__Assigned task__
The entries below hold a line with "One pin marks each instance of the red" and a line with "One pin marks each instance of the raised". Return those lines and all that lie between them, exactly and only.

__Data for the task__
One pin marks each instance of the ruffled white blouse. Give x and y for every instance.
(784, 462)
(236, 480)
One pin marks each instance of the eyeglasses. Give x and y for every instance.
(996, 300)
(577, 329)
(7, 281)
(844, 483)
==
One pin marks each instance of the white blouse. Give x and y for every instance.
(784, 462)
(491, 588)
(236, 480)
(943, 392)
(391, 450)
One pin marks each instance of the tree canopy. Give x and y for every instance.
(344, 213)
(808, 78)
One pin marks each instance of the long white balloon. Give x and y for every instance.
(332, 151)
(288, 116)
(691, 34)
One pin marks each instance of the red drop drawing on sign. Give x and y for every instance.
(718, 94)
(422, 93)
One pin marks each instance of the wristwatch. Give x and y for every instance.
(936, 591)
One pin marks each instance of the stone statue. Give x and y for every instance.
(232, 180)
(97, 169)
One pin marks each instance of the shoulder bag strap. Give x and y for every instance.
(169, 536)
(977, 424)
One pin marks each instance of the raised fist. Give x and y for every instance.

__Expected answer__
One pin marks each instance of the red drop drawing on sign. Give x and y for every instance.
(718, 94)
(422, 93)
One pin marks each instance of the wristwatch. Give x and y for every instance.
(936, 591)
One pin marks each instance of the stone statue. Give x and y for every instance.
(232, 180)
(97, 169)
One pin marks each instance of the shoulder bag strap. Give x and y for every instance.
(169, 536)
(977, 424)
One pin marks each instance of the raised fist. Give x and y for every instance.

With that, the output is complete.